◆ **Task list**:
**1.** Edit the pocket hole jig thread from "No hairy arms" up to and including "(May 6, 2014)", replacing "corded drill" with "plug-in drill".
**2.** Pick up the pocket hole jig thread after its last line and continue it.

◆ **Text**:
•••••

Just an update. While building my latest round of cabinets, I drilled between 18-20 pocket holes per cabinet. That times seven cabinets equal approx 125 holes. Smaller cabinets have fewer holes; larger ones more. The holes are to attach the face frames to the cabinets. So, about 125 holes took about ten minutes, maybe even less. I would drill the holes on a piece and my wife would take it and stack it while I would start the next piece. The air cylinder worked flawlessly. 

The only improvement I would make is to put a muffler on the air compressor. That dang thing is loud! :sad:

The pocket hole jig is awesome!


----------



## old55 (Aug 11, 2013)

Mike it has certainly made life easier for you.


----------



## MT Stringer (Aug 15, 2012)

old55 said:


> Mike it has certainly made life easier for you.


You betcha. And we have six of the base cabinets to build in the coming weeks, so it will be more of the same.


----------



## MT Stringer (Aug 15, 2012)

I was drilling some pocket holes today and decided to try videoing the process. My first attempt at being the videographer and actor at the same time! 

Did I mention how much I like my modified jig? 

Drilling hard maple can be hard to do sometimes.
http://vid226.photobucket.com/album...Jig Modifications/MyKregPocketHoleJigDemo.mp4


----------



## jw2170 (Jan 24, 2008)

I see your photographic knowledge came into play.

Well lit shop.

In focus.

No hairy arms hiding the subject, LOL.

Also, I see that you used a corded drill. I, also, normally will not use a battery drill for tasks like that. Screwing in maybe, but not drilling.

Good video, Mike.


----------



## RainMan 2.0 (May 6, 2014)

Ok just watched the video and I believe I now know what a pocket hole is .

•••••

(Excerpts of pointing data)
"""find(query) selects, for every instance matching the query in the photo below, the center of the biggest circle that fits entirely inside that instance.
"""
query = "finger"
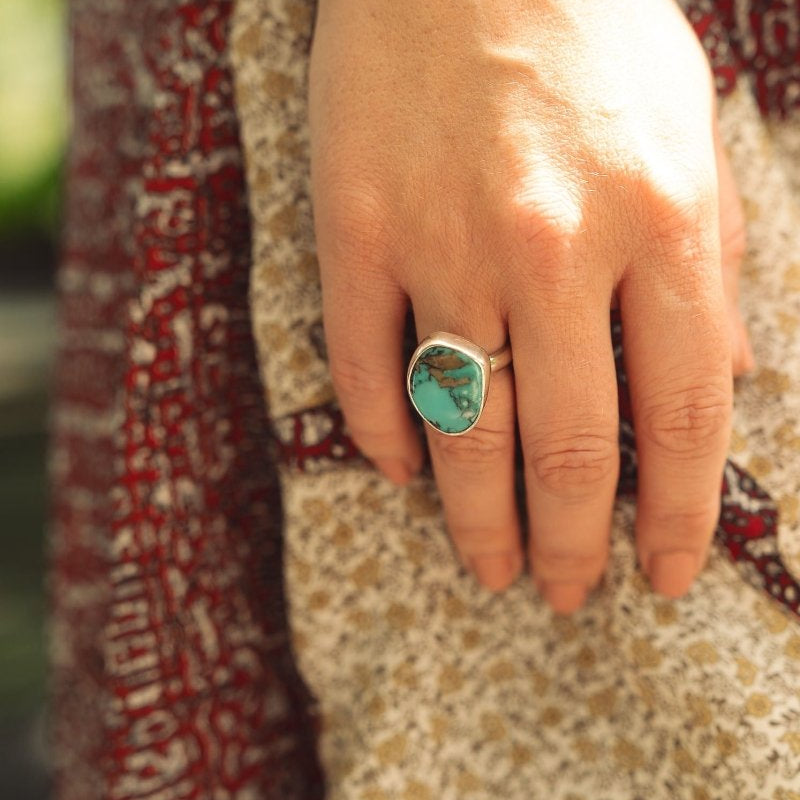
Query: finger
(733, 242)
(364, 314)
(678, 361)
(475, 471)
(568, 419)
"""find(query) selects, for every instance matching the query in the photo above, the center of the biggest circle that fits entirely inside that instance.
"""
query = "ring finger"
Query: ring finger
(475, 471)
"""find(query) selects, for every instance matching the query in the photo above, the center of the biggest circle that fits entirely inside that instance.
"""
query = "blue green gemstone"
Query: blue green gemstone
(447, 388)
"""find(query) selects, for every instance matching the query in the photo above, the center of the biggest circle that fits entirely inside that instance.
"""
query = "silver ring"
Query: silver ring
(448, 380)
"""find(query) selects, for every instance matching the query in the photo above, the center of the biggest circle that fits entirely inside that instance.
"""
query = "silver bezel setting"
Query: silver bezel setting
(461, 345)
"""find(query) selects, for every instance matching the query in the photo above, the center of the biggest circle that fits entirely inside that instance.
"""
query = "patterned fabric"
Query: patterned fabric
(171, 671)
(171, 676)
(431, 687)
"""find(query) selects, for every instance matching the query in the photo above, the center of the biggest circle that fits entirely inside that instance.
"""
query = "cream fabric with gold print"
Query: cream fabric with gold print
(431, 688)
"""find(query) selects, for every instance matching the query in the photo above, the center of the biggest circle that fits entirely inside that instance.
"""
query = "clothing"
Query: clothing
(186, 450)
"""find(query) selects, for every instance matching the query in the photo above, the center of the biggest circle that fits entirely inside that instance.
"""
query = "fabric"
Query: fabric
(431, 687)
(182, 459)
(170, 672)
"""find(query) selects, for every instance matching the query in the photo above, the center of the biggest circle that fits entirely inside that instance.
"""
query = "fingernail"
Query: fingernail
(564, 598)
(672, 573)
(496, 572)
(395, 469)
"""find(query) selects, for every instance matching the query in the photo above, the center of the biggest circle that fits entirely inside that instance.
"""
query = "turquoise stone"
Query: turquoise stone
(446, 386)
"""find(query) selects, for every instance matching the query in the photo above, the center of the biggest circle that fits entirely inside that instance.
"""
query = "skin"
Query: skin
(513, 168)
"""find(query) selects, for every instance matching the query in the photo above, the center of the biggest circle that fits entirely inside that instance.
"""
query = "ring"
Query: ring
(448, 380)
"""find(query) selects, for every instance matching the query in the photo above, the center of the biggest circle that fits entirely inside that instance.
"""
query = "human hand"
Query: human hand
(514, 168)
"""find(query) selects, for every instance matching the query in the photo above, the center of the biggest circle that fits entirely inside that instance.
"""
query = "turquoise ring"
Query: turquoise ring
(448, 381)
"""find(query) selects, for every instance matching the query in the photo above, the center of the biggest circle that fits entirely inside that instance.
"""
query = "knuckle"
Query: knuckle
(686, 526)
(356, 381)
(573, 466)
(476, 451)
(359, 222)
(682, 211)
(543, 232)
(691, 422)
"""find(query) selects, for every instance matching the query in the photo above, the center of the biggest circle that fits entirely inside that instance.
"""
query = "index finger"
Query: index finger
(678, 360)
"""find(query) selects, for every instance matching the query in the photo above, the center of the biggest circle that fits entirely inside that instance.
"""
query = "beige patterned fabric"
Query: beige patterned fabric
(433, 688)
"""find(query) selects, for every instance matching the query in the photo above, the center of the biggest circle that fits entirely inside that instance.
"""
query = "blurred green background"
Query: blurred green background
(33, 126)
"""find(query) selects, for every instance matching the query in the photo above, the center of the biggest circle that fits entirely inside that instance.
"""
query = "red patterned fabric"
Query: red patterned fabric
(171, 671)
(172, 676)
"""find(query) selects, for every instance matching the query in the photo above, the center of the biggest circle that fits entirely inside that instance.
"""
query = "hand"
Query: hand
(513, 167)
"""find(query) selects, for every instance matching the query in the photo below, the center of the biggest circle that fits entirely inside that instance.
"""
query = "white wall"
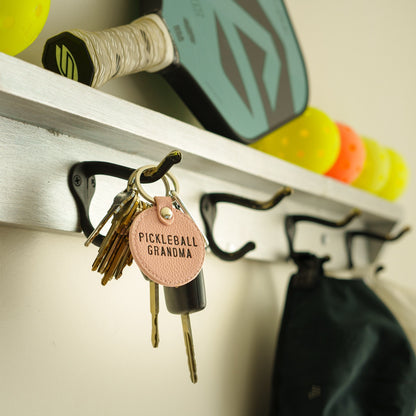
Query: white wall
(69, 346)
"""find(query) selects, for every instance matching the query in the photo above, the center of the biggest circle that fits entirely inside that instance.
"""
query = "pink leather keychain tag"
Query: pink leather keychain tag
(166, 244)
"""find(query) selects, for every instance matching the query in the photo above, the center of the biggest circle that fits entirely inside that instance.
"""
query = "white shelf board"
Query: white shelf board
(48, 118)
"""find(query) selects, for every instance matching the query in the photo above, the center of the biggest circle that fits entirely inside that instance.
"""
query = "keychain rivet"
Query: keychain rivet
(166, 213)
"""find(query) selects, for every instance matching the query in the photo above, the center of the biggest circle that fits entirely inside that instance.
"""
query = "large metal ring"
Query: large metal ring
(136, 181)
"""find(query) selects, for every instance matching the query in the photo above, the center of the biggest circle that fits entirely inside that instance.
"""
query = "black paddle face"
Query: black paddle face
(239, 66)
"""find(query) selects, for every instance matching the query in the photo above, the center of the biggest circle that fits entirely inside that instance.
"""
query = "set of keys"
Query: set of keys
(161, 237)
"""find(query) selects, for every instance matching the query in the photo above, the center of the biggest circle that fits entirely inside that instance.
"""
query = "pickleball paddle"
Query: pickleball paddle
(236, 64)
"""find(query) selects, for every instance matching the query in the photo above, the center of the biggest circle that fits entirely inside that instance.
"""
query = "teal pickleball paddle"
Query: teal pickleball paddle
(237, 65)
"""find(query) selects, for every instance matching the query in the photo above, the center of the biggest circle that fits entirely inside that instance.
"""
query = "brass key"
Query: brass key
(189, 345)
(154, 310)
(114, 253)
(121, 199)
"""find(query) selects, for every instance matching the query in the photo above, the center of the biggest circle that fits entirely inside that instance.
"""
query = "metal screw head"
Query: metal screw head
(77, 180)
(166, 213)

•••••

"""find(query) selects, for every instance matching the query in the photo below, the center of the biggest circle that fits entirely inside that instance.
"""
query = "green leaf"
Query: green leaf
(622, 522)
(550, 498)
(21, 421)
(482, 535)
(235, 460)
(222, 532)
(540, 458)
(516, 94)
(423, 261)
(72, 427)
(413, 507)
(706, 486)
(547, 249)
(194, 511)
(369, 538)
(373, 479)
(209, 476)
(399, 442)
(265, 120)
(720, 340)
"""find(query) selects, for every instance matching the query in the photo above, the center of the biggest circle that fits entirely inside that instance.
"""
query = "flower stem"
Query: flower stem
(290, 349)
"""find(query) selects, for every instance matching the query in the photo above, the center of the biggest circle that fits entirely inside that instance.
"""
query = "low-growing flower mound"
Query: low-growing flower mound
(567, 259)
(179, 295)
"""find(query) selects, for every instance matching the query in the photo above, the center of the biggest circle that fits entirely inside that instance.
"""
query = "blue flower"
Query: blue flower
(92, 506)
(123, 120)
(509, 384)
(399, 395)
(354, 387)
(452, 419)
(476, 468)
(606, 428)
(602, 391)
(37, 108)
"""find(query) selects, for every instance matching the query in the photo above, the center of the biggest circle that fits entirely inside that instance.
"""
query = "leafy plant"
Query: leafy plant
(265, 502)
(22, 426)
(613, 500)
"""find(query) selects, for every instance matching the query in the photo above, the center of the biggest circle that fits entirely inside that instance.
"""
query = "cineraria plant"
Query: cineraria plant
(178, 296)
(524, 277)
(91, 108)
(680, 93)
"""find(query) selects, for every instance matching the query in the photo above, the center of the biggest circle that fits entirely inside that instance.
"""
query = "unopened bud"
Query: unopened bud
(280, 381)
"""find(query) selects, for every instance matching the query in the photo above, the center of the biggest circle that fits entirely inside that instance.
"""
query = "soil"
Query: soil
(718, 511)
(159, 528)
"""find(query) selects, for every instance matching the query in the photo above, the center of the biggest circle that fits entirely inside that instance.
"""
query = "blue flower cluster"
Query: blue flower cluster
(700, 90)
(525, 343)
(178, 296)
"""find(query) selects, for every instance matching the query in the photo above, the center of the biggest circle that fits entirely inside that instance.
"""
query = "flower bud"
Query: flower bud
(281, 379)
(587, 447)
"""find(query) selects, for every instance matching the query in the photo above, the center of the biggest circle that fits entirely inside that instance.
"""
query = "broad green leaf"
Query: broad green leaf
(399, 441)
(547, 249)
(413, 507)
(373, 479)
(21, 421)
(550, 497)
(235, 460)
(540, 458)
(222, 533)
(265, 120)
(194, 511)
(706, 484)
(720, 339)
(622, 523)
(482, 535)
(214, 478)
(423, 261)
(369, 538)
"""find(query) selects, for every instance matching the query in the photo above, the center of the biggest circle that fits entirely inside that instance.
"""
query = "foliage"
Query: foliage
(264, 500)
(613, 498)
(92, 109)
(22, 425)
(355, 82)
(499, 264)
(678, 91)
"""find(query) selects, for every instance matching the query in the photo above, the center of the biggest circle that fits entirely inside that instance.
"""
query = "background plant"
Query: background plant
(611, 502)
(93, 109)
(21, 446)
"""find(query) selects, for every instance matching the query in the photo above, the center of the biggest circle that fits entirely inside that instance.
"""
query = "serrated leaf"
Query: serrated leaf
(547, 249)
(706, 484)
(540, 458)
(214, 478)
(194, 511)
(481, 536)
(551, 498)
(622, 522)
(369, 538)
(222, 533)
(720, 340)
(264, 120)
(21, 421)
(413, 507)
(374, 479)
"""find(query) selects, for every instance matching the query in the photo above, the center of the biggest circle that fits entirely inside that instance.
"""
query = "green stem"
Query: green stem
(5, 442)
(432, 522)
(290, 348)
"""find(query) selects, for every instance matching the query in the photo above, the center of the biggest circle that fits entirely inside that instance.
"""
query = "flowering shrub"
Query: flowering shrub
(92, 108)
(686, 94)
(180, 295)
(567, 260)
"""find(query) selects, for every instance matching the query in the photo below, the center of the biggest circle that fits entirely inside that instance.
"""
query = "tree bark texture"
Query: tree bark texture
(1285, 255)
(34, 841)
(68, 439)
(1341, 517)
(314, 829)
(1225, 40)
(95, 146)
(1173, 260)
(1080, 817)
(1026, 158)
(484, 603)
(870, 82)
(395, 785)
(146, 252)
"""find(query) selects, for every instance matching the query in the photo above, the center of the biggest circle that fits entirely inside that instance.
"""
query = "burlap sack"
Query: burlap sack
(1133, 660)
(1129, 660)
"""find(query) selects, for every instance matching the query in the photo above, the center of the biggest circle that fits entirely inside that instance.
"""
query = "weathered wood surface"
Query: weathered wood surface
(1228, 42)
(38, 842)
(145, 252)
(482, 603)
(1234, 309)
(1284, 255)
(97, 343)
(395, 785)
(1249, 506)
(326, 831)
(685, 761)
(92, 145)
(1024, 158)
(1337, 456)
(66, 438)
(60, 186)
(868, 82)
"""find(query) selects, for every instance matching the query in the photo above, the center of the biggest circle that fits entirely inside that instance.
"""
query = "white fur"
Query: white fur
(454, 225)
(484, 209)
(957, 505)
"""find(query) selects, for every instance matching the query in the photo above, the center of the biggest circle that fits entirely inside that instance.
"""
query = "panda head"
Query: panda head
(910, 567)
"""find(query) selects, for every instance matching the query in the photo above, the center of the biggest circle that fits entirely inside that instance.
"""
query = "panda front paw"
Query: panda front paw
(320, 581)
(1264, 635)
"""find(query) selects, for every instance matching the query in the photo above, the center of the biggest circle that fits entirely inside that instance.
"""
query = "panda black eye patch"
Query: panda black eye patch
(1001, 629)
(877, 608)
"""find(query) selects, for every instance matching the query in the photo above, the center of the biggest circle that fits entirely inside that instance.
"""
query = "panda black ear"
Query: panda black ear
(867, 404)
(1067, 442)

•••••

◆ **Answers to each task**:
**1.**
No hairy arms hiding the subject, LOL.

Also, I see that you used a plug-in drill. I, also, normally will not use a battery drill for tasks like that. Screwing in maybe, but not drilling.

Good video, Mike.


----------



## RainMan 2.0 (May 6, 2014)

**2.**
Mike I can see where you can save mega amounts of time with your clamping system ! That is quite ingenious really. You missed your calling as you should have been an engineer !
I was waiting for you to get your pinky squashed there though :shout:


----------



## MT Stringer (Aug 15, 2012)

Thanks fellas. Rick - it got me last week. I had a momentary coordination breakdown.


----------



## RainMan 2.0 (May 6, 2014)

Had to watch it again as I really find that air cylinder fascinating . I'm easily amused I guess .
Gotta make me one of those . I love the sound for some reason when it's actuated lol.
The drilling looks like it would be quite a task for a cordless drill . I'm assuming the jig doesn't get damaged from the drill bit?

Ok just found a video on YouTube . I see that kreg thing at WindsorPlywood all the time and didn't know what it's purpose was . Looks like a must have item to me now


----------



## MT Stringer (Aug 15, 2012)

Rick, the corded drill works much better than a cordless. And after 100 holes, I don't have to charge the battery.


----------



## RainMan 2.0 (May 6, 2014)

Well I'm going to buy one of those jigs this week . Not going to implement the air just yet though lol .
Probably have a hard time sourcing the parts anyways

I went to lordco to get a decent 50' air hose made and it was over $400


----------



## MT Stringer (Aug 15, 2012)

RainMan1 said:


> Well I'm going to buy one of those jigs this week . Not going to implement the air just yet though lol .
> Probably have a hard time sourcing the parts anyways


The newest model Kreg jig has the handle on the operators side. I don't know how it is made so I can't comment. My jig was the previous model and only four screws held it to the basic frame. Easy to remove or put back if the air cylinder were to fail.

Rick, I hate to show you this website because it may stimulate all sorts of ideas. But here is a pretty informative webesite that has everything you might need. Their videos describe the function of the air cylinder.

Pneumatics - FrightProps.com

Air cylinder
rear mounting bracket
front mounting bracket
rubber bumper and extension shaft
muffler for the footswitch.

The foot switch came from ebay. I could probably check my history and figure out where I got it.


----------



## RainMan 2.0 (May 6, 2014)

Thanks Mike , Interesting site . I put in my favorites


----------



## timbertailor (Oct 4, 2009)

RainMan1 said:


> Thanks Mike , Interesting site . I put in my favorites


I found an aluminium version of the 4 at HF. I have been impressed with its quality and its price was really good.

I have not done a lot of pocket jointery but it has been a handy way to work for some projects. That reminds me, I need to get more screws.


----------



## Travisphoto (Oct 2, 2014)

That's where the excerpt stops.